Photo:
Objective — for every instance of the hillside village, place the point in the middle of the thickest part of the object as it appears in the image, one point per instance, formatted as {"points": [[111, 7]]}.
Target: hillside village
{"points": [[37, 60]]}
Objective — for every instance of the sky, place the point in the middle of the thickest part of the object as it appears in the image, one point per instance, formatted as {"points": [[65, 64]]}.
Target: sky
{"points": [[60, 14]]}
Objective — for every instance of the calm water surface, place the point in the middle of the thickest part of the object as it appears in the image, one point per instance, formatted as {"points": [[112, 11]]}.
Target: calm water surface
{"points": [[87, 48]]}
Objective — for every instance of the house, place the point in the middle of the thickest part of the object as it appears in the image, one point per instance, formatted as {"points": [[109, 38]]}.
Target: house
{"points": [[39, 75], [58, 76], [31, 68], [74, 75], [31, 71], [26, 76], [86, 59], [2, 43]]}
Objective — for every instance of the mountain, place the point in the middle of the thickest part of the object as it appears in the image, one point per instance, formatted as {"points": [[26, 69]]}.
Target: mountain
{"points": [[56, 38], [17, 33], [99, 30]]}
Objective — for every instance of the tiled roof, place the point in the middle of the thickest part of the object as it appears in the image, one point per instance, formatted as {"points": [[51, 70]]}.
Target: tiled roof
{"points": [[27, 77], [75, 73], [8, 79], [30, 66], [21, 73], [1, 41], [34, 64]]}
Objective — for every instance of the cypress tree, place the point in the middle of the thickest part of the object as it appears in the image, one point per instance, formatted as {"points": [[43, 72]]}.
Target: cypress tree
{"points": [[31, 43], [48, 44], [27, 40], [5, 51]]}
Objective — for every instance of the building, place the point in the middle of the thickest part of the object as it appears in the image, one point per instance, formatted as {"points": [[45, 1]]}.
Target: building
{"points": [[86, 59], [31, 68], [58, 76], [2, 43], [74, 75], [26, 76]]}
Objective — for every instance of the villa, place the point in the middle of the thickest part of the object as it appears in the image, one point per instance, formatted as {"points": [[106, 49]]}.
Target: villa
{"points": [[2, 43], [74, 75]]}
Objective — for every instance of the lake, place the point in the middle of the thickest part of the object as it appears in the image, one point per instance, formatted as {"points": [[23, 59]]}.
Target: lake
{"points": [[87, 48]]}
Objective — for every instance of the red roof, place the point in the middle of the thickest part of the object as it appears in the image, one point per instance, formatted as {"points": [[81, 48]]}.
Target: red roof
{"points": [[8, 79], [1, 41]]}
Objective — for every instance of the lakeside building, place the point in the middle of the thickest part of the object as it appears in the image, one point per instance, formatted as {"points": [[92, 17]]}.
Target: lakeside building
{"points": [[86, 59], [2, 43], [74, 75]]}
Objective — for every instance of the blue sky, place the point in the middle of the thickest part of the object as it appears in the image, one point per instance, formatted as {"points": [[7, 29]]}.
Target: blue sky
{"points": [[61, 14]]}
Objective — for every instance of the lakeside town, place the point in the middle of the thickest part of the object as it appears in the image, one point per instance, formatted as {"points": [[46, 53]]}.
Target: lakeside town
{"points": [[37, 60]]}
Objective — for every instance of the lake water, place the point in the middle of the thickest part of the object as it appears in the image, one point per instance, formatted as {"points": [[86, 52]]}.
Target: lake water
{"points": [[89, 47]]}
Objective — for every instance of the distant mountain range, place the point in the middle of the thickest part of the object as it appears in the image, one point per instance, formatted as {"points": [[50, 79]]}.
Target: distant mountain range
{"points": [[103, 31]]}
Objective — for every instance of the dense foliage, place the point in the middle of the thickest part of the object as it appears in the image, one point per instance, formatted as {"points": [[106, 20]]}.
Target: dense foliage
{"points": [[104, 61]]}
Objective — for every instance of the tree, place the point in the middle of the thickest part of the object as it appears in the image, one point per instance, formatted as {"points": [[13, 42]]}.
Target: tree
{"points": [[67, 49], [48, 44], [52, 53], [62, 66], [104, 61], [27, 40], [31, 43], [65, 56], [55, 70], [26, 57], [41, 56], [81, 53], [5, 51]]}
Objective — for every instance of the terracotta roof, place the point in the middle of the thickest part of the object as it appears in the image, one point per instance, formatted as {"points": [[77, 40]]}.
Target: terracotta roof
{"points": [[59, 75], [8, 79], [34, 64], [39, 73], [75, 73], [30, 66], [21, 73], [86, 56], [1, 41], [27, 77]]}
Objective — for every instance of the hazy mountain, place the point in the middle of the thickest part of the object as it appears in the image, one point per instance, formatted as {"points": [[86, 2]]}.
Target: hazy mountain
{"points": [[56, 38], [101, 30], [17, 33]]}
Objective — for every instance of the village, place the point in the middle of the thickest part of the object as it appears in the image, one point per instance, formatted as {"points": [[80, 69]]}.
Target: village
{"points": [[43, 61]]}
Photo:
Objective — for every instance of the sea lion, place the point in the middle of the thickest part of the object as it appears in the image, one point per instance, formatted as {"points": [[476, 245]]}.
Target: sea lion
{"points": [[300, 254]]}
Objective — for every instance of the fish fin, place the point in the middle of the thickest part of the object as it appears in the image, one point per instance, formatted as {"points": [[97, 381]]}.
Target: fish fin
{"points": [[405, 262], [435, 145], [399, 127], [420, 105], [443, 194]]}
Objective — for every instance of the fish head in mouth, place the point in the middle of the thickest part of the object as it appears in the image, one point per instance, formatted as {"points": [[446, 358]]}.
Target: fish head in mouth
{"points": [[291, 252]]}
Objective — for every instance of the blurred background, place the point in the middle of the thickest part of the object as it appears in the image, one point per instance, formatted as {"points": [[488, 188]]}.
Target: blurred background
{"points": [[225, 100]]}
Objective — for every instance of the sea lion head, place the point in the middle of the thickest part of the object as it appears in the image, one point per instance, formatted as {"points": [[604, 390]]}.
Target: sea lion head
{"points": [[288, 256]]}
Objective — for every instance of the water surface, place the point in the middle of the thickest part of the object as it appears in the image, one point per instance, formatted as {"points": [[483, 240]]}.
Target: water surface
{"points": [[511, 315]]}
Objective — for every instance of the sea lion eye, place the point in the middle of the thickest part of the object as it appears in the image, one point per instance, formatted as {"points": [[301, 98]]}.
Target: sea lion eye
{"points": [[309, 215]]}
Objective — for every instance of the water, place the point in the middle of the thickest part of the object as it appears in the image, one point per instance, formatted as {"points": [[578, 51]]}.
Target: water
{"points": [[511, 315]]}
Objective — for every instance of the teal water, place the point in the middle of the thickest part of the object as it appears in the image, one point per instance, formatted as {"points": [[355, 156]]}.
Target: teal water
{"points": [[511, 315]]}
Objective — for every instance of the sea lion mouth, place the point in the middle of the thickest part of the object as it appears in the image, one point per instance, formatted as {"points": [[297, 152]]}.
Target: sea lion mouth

=====

Print the complete listing again, exactly as it stands.

Photo:
Objective — for every instance of the hillside village, place the point in the middle of the thickest part of the object as it appears in the image, one point per instance, formatted as {"points": [[111, 7]]}.
Target: hillside village
{"points": [[37, 60]]}
Objective — for every instance of the sky, place the point in the middle of the thickest part of the object as it appears in the image, one point per instance, formatted as {"points": [[65, 64]]}.
Target: sky
{"points": [[60, 14]]}
Objective — for every instance of the calm water surface, place the point in the middle of the thickest part of the object as it appears in the image, one point per instance, formatted as {"points": [[112, 11]]}.
Target: calm water surface
{"points": [[87, 48]]}
Objective — for every instance of the house, place the point in the middle of the thickest part of the object as it appears in the image, one point per instance, formatted as {"points": [[109, 38]]}.
Target: house
{"points": [[39, 75], [58, 76], [31, 68], [74, 75], [31, 71], [26, 76], [86, 59], [2, 43]]}
Objective — for every instance of the mountain, place the point in the middle of the thickest part of the object as it appears in the image, one point per instance, formatted as {"points": [[26, 69]]}.
Target: mountain
{"points": [[56, 38], [17, 33], [99, 30]]}
Objective — for every instance of the tiled roof, place the point in the middle of the thickest part of the object as it appears in the image, one point per instance, formatted as {"points": [[51, 70]]}.
Target: tiled roof
{"points": [[27, 77], [75, 73], [8, 79], [30, 66], [21, 73], [1, 41], [34, 64]]}
Objective — for every instance of the cypress tree, place the point in the middle of the thickest part of the object as it appears in the image, one point per instance, formatted as {"points": [[43, 72]]}.
Target: cypress tree
{"points": [[31, 43], [48, 44], [27, 40], [5, 51]]}
Objective — for every instance of the building, place the point in the middle of the thickest part of the object as it appears in the image, one point per instance, formatted as {"points": [[45, 1]]}.
Target: building
{"points": [[86, 59], [31, 68], [58, 76], [2, 43], [74, 75], [26, 76]]}
Objective — for every instance of the villa, place the point in the middle of the thickest part of the object as it appears in the image, one point per instance, formatted as {"points": [[106, 49]]}.
Target: villa
{"points": [[2, 43], [74, 75]]}
Objective — for every instance of the lake, place the point in the middle of the thickest part of the object as it appears in the image, one point per instance, formatted as {"points": [[23, 59]]}.
Target: lake
{"points": [[87, 48]]}
Objective — for every instance of the red roof, place the point in the middle of the thickest part of the object as it appears in the image, one point per instance, formatted as {"points": [[81, 48]]}.
Target: red roof
{"points": [[8, 79], [1, 41]]}
Objective — for every instance of the lakeside building, place the point in the middle of the thickest part of the object as it appears in the image, one point per instance, formatted as {"points": [[92, 17]]}.
Target: lakeside building
{"points": [[86, 59], [2, 43], [74, 75]]}
Objective — for every instance of the blue sky, place the point in the middle of the thickest part of the object as it appears in the image, one point per instance, formatted as {"points": [[7, 29]]}.
Target: blue sky
{"points": [[61, 14]]}
Objective — for every instance of the lakeside town, place the point in the middle of the thickest part of the object as it appears in the image, one point per instance, formatted as {"points": [[46, 53]]}.
Target: lakeside town
{"points": [[37, 60]]}
Objective — for every instance of the lake water, place the point in the middle of the thickest part of the object as it appears in the image, one point per instance, formatted as {"points": [[86, 52]]}.
Target: lake water
{"points": [[89, 47]]}
Objective — for every instance of the distant mountain range, place the point in the middle of the thickest part of the object as it appears in the image, one point per instance, formatted as {"points": [[50, 79]]}.
Target: distant mountain range
{"points": [[103, 31]]}
Objective — for every instance of the dense foliage, place the point in the middle of the thickest part of the object as it appears in the image, one point per instance, formatted as {"points": [[106, 20]]}.
Target: dense foliage
{"points": [[104, 61]]}
Objective — for every instance of the tree, place the point in the middle of the thickest part of the object as it appears in the image, one point per instance, formatted as {"points": [[13, 42]]}.
Target: tree
{"points": [[67, 49], [48, 44], [52, 53], [62, 66], [104, 61], [27, 40], [31, 43], [65, 56], [55, 70], [26, 57], [41, 56], [81, 53], [5, 51]]}
Objective — for every instance of the terracotta roof, place the point in the middle of the thickest part of the object as it appears in the image, one point per instance, formatted as {"points": [[77, 40]]}.
Target: terracotta roof
{"points": [[59, 75], [8, 79], [34, 64], [39, 73], [75, 73], [30, 66], [21, 73], [86, 56], [1, 41], [27, 77]]}
Objective — for every instance of the hazy mountain, place the point in the middle of the thickest part of the object as it appears in the image, one point per instance, formatted as {"points": [[86, 2]]}.
Target: hazy mountain
{"points": [[56, 38], [101, 30], [17, 33]]}
Objective — for every instance of the village, place the point in the middle of the thickest part of the object as it appears in the image, one point per instance, formatted as {"points": [[80, 69]]}.
Target: village
{"points": [[43, 61]]}
Photo:
Objective — for every instance of the sea lion, place the point in the middle of the thickest part of the object as it appears in the image, one point per instance, formatted as {"points": [[476, 245]]}.
Target: sea lion
{"points": [[300, 254]]}
Objective — for every instance of the fish fin, place the point in the middle of the thickest part of the object as it appears in the image, one point per instance, formatted as {"points": [[97, 381]]}.
Target: fish fin
{"points": [[405, 262], [435, 145], [399, 127], [420, 105], [443, 194]]}
Objective — for every instance of the fish head in mouth, place the point in the middle of the thickest part of the object as it appears in the image, one point per instance, formatted as {"points": [[446, 358]]}.
Target: fish head in mouth
{"points": [[291, 252]]}
Objective — for every instance of the blurred background, place the point in the middle of the thickest part of the object as it appears in the image, one point per instance, formatted as {"points": [[488, 188]]}.
Target: blurred background
{"points": [[225, 100]]}
Objective — for every instance of the sea lion head, place the point in the middle of the thickest part of the object as it appears in the image, one point per instance, formatted as {"points": [[604, 390]]}.
Target: sea lion head
{"points": [[288, 256]]}
Objective — for every instance of the water surface, place the point in the middle of the thickest part of the object as it appears in the image, one point per instance, formatted as {"points": [[483, 240]]}.
Target: water surface
{"points": [[511, 315]]}
Objective — for every instance of the sea lion eye, place the point in the middle of the thickest part of the object as it appears in the image, one point per instance, formatted as {"points": [[301, 98]]}.
Target: sea lion eye
{"points": [[309, 215]]}
Objective — for every instance of the water, place the point in the middle of the thickest part of the object as it appears in the image, one point per instance, formatted as {"points": [[578, 51]]}.
Target: water
{"points": [[511, 315]]}
Objective — for every instance of the teal water, place the point in the middle of the thickest part of the object as it appears in the image, one point per instance, formatted as {"points": [[355, 156]]}.
Target: teal water
{"points": [[511, 315]]}
Objective — for every instance of the sea lion mouth, place the point in the middle of the thickest part of the object as it appears in the image, one point per instance, formatted as {"points": [[297, 152]]}.
Target: sea lion mouth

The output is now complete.